— What the exercise asks —
Number of lines below with "negative": work it out and reply with that number only.

— Data excerpts —
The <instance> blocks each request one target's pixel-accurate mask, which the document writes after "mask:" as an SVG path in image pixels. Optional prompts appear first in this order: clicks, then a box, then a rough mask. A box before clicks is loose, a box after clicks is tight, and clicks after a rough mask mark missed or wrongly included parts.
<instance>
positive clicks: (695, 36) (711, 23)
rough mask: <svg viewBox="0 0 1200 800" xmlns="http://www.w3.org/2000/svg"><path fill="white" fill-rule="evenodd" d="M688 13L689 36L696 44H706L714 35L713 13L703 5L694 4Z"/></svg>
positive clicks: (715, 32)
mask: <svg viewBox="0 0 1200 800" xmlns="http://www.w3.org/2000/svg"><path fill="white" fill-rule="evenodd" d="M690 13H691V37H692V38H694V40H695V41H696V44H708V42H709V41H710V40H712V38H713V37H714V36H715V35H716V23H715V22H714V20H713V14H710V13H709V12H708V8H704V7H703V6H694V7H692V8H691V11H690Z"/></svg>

---

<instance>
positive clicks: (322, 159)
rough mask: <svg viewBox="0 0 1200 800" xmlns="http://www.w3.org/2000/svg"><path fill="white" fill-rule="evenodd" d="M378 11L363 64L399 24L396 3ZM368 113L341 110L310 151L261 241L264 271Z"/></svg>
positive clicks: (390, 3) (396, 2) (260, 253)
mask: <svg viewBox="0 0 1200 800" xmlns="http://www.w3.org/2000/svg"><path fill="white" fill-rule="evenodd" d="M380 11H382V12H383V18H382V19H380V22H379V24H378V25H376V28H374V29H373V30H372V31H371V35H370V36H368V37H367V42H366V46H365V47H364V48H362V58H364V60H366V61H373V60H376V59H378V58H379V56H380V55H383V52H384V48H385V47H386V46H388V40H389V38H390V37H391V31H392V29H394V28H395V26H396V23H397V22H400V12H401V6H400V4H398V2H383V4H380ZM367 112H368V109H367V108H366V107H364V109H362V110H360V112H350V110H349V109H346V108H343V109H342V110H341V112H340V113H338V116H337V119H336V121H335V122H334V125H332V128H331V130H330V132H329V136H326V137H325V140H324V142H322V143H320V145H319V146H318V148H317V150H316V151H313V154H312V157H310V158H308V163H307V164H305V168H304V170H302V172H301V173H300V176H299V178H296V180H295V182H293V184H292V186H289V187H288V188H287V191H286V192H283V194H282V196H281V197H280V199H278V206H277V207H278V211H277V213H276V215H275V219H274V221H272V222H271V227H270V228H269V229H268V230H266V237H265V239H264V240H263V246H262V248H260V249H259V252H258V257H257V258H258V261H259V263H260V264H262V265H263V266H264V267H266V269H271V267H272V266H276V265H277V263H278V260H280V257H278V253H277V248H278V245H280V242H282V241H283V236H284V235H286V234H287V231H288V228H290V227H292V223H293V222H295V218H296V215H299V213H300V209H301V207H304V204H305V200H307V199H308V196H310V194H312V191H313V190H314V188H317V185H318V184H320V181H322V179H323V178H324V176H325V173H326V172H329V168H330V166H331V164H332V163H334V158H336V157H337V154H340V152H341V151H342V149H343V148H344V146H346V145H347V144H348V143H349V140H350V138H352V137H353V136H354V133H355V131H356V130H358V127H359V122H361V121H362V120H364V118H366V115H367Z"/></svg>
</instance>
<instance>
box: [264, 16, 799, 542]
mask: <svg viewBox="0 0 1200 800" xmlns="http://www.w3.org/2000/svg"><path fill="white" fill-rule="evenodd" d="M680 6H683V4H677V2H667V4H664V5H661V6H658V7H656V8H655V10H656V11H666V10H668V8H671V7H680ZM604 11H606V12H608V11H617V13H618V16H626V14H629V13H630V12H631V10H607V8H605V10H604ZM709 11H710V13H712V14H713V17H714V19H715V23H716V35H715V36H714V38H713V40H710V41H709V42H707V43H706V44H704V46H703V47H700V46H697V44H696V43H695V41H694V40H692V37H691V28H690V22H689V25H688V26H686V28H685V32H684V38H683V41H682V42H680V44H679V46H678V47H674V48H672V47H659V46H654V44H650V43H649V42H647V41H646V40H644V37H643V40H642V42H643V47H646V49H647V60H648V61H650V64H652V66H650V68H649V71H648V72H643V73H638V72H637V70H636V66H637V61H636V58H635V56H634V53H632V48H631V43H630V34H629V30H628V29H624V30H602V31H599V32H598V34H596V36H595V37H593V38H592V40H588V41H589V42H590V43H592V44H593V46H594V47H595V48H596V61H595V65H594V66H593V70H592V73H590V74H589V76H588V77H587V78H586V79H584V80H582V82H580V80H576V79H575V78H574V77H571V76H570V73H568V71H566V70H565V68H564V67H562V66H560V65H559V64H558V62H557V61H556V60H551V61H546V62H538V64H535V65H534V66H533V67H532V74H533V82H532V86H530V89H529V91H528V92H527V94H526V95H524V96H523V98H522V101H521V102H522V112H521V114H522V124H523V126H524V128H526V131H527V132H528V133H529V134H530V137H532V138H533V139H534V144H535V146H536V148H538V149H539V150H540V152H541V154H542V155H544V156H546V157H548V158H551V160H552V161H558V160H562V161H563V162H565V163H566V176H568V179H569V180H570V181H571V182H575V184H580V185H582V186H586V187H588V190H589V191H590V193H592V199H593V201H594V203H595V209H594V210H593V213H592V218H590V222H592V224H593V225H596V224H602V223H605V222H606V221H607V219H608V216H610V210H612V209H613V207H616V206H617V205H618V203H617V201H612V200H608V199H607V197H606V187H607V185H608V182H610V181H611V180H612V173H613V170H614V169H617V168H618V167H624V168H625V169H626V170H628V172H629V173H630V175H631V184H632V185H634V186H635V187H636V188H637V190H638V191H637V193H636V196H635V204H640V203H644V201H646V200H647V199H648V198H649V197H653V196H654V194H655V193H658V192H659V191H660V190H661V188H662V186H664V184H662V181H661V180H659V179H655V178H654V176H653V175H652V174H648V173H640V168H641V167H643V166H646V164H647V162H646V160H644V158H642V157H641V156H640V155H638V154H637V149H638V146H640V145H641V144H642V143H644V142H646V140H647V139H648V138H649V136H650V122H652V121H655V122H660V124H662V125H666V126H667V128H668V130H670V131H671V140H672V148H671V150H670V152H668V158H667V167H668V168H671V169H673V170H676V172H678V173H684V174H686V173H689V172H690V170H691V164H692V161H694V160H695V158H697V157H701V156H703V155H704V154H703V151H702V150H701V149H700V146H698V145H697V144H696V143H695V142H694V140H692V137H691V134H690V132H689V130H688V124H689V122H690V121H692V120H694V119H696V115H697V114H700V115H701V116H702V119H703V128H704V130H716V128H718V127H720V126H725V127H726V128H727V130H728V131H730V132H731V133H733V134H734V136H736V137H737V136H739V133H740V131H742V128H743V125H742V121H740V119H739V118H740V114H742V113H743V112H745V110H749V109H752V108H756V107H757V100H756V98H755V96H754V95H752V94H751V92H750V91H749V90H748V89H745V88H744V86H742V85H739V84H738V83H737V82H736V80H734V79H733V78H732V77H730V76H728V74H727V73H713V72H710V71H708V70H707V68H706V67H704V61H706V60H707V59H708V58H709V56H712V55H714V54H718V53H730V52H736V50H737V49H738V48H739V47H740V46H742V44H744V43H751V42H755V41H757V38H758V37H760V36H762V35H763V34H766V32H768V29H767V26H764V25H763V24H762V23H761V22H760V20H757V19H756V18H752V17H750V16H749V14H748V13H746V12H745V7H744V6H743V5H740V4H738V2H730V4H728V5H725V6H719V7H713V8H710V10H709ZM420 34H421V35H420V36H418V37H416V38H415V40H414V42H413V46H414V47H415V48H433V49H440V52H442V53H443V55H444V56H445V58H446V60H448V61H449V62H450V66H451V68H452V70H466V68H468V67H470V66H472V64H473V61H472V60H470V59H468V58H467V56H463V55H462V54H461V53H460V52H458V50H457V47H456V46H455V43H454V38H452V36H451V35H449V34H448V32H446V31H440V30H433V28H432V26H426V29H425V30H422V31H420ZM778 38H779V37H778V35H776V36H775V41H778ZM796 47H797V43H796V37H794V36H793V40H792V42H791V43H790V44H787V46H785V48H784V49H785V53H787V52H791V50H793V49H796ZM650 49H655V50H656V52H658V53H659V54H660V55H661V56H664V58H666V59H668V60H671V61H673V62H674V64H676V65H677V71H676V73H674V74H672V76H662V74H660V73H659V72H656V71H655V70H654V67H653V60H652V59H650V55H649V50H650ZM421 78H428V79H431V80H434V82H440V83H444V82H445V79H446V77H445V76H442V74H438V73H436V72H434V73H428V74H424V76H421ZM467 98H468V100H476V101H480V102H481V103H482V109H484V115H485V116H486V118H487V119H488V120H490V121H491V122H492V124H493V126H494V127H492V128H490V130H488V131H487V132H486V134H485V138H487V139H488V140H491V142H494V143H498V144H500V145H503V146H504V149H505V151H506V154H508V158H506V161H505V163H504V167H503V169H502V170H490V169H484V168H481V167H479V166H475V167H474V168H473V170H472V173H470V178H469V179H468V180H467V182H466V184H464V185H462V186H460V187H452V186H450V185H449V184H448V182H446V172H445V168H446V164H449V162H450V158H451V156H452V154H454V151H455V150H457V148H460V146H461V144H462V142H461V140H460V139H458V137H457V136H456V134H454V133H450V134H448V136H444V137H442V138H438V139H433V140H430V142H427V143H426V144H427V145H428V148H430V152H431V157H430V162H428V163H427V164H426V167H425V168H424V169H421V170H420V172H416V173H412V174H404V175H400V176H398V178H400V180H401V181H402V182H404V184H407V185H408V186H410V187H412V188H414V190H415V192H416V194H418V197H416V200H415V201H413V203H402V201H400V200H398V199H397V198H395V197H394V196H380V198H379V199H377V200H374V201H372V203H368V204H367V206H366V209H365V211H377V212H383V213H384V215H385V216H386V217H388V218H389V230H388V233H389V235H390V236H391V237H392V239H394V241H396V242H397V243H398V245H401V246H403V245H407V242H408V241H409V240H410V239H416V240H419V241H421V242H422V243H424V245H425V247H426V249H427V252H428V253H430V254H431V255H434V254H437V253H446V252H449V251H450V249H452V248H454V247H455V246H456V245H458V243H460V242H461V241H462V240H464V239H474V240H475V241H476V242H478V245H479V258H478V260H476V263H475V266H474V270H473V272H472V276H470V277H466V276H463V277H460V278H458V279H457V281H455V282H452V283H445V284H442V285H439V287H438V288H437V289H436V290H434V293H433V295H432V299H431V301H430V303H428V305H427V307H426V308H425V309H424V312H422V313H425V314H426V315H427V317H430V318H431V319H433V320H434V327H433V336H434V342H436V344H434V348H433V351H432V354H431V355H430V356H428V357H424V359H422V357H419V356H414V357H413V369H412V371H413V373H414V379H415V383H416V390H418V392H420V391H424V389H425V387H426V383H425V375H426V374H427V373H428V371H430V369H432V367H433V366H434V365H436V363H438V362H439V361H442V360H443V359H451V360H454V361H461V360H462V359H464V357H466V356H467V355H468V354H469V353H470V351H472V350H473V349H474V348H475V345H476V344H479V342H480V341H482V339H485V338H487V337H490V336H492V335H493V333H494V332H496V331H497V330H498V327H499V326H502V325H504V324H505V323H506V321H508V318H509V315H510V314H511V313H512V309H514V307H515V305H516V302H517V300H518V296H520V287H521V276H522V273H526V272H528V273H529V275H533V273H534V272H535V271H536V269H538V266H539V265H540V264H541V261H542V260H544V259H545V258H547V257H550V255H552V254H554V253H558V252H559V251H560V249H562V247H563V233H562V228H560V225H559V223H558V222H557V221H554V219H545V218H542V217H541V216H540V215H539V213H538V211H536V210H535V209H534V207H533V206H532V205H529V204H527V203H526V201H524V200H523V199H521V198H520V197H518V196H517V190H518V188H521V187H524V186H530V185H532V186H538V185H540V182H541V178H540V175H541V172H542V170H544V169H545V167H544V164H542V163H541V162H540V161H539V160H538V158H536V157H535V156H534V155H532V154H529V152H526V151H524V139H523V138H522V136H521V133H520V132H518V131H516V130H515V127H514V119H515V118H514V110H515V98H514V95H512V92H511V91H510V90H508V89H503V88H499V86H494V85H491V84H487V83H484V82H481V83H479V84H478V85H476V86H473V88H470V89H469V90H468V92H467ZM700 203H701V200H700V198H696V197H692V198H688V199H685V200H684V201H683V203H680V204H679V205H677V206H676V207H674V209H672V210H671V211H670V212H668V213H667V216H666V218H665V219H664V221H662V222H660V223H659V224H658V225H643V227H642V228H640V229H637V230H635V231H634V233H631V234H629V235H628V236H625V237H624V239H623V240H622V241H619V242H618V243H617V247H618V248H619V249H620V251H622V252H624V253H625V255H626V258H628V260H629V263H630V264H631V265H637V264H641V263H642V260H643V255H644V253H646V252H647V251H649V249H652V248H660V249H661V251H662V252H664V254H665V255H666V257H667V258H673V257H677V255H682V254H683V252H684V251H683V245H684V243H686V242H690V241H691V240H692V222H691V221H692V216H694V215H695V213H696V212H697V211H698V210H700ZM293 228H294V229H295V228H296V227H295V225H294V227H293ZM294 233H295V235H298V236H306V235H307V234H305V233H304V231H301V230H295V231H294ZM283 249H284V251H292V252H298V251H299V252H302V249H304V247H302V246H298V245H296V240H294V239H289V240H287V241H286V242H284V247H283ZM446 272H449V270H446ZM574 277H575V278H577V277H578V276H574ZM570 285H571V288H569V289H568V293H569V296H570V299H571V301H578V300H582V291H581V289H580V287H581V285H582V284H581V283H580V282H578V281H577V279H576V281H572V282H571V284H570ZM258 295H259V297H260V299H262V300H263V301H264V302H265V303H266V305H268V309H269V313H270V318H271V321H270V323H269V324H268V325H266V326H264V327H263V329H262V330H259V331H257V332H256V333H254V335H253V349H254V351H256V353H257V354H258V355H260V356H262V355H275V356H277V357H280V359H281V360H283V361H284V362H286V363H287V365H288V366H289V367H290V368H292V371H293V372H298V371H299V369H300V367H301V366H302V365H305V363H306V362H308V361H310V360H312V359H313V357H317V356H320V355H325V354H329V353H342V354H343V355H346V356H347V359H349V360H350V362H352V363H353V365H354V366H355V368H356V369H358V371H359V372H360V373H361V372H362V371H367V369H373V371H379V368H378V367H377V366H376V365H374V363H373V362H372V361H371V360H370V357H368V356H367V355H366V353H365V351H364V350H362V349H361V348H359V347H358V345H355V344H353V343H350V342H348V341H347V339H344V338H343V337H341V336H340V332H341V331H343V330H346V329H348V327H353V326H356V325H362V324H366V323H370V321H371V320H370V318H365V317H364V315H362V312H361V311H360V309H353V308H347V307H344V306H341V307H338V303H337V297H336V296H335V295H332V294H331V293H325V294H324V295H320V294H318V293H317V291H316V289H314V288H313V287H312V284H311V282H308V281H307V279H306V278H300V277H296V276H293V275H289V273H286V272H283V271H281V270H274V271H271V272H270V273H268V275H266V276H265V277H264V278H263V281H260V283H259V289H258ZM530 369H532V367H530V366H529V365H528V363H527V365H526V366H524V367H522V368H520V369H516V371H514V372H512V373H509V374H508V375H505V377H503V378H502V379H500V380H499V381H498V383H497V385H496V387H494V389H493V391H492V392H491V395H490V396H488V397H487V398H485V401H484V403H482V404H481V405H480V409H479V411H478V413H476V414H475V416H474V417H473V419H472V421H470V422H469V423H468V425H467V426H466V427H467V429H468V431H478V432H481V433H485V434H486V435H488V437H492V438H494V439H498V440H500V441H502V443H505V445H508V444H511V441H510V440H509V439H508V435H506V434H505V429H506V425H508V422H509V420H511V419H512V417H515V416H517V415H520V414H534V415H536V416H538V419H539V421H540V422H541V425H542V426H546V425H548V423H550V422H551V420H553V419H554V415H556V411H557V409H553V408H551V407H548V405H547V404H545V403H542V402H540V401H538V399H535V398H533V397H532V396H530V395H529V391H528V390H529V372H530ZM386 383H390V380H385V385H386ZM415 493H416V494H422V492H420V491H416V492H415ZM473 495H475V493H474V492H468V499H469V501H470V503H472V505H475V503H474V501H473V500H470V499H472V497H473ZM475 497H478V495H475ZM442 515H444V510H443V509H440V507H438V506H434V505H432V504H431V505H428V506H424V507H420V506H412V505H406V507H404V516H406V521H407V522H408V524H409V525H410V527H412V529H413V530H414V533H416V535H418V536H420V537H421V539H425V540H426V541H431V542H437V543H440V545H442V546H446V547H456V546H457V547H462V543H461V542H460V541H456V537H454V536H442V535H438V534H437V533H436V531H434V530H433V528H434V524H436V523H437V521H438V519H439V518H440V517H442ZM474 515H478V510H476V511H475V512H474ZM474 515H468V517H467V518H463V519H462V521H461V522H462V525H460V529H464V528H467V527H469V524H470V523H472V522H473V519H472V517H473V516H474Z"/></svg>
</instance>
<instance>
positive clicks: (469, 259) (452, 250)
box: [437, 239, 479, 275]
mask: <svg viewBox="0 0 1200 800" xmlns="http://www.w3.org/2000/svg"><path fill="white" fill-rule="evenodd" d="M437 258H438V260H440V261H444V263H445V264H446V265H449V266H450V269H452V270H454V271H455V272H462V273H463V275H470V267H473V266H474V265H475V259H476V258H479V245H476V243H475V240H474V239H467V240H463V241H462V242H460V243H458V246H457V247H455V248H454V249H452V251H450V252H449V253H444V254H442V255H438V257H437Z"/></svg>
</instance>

--

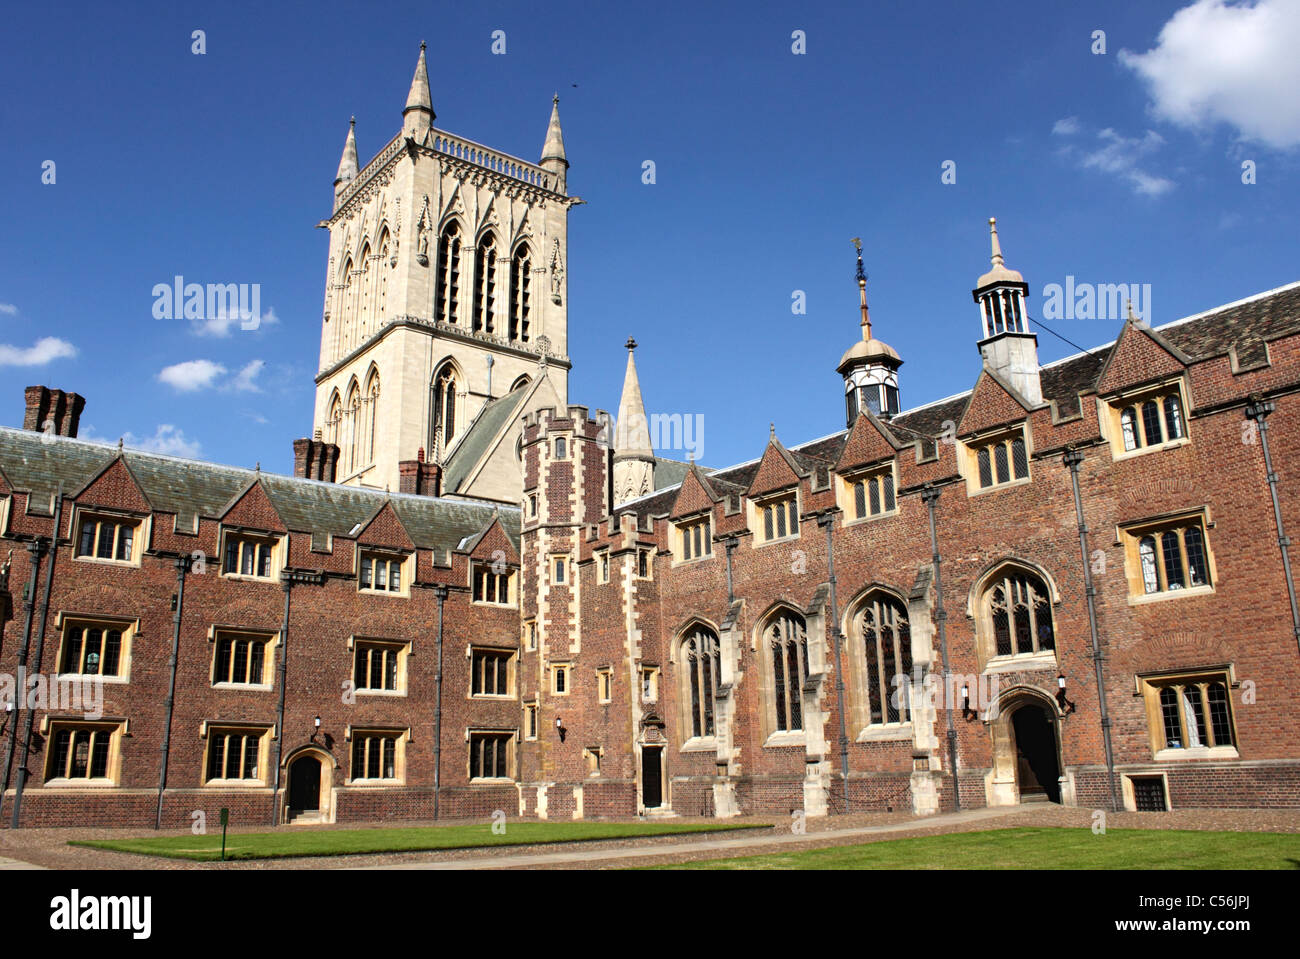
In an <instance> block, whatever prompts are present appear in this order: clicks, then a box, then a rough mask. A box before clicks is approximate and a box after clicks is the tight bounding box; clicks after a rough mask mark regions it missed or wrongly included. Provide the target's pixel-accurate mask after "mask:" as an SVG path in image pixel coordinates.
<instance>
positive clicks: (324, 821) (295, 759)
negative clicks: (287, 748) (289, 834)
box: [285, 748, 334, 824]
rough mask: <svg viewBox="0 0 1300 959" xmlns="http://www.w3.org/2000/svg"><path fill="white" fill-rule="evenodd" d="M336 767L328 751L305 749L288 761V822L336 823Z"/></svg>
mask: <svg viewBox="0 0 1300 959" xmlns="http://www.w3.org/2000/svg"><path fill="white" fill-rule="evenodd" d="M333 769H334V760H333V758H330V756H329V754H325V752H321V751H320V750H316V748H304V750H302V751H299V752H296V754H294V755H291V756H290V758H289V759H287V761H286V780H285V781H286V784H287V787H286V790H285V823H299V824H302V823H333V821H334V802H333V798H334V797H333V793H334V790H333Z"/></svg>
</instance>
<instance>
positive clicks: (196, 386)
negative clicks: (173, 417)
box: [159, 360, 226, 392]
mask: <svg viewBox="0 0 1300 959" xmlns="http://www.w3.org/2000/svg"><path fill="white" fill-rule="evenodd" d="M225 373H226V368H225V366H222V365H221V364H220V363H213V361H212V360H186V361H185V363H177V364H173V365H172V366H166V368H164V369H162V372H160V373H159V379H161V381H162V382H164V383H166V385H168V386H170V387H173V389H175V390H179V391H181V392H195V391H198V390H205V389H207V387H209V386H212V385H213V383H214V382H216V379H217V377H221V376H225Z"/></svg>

— Finished task —
2